SLAC researchers find evidence for quantum fluctuations near a quantum critical point in a superconductor
Theory suggests that quantum critical points may be analogous to black holes as places where all sorts of strange phenomena can exist in a quantum material. Now scientists are trying to pin down where this particular quantum critical point might be.
By Glennda Chui
Among all the curious states of matter that can coexist in a quantum material, jostling for preeminence as temperature, electron density and other factors change, some scientists think a particularly weird juxtaposition exists at a single intersection of factors, called the quantum critical point or QCP.
“Quantum critical points are a very hot issue and interesting for many problems,” says Wei-Sheng Lee, a staff scientist at the Department of Energy’s SLAC National Accelerator Laboratory and investigator with the Stanford Institute for Materials and Energy Sciences (SIMES). “Some suggest that they’re even analogous to black holes in the sense that they are singularities – point-like intersections between different states of matter in a quantum material – where you can get all sorts of very strange electron behavior as you approach them.”
Lee and his collaborators reported in Nature Physics today that they have found strong evidence that QCPs and their associated fluctuations exist. They used a technique called resonant inelastic X-ray scattering (RIXS) to probe the electronic behavior of a copper oxide material, or cuprate, that conducts electricity with perfect efficiency at relatively high temperatures.
These so-called high-temperature superconductors are a bustling field of research because they could give rise to zero-waste transmission of energy, energy-efficient transportation systems and other futuristic technologies, although no one knows the underlying microscopic mechanism behind high-temperature superconductivity yet. Whether QCPs exist in cuprates is also a hotly debated issue.
In experiments at the UK’s Diamond Light Source, the team chilled the cuprate to temperatures below 90 kelvins (minus 183 degrees Celsius), where it became superconducting. They focused their attention on what’s known as charge order – alternating stripes in the material where electrons and their negative charges are denser or more sparse.
The scientists excited the cuprate with X-rays and measured the X-ray light that scattered into the RIXS detector. This allowed them to map out how the excitations propagated through the material in the form of subtle vibrations, or phonons, in the material’s atomic lattice, which are hard to measure and require very high-resolution tools.
At the same time, the X-rays and the phonons can excite electrons in the charge order stripes, causing the stripes to fluctuate. Since the data obtained by RIXS reflects the coupling between the behavior of the charge stripes and the behavior of the phonons, observing the phonons allowed the researchers to measure the behavior of the charge order stripes, too.

------------

### DIRECTIONS
In the article on quantum critical points above, shorten the paragraph that begins "In experiments at the UK's Diamond Light Source" into a short bulleted list that keeps its main facts.

------------

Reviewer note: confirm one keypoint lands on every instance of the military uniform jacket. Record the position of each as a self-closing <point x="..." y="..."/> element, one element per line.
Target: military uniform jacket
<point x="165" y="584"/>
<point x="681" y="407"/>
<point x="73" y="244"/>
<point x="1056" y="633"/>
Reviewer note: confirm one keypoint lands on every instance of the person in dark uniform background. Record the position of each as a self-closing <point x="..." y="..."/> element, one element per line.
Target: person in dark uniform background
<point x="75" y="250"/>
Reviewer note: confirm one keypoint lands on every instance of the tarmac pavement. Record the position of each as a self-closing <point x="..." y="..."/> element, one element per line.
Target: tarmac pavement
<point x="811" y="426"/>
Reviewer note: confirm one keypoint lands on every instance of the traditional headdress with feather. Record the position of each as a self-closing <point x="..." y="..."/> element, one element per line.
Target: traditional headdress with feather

------------

### ANSWER BELOW
- The team ran its experiments at the UK's Diamond Light Source.
- They cooled the cuprate below 90 kelvins (minus 183 degrees Celsius), where it became superconducting.
- They focused on charge order: alternating stripes where electrons and their negative charges are denser or sparser.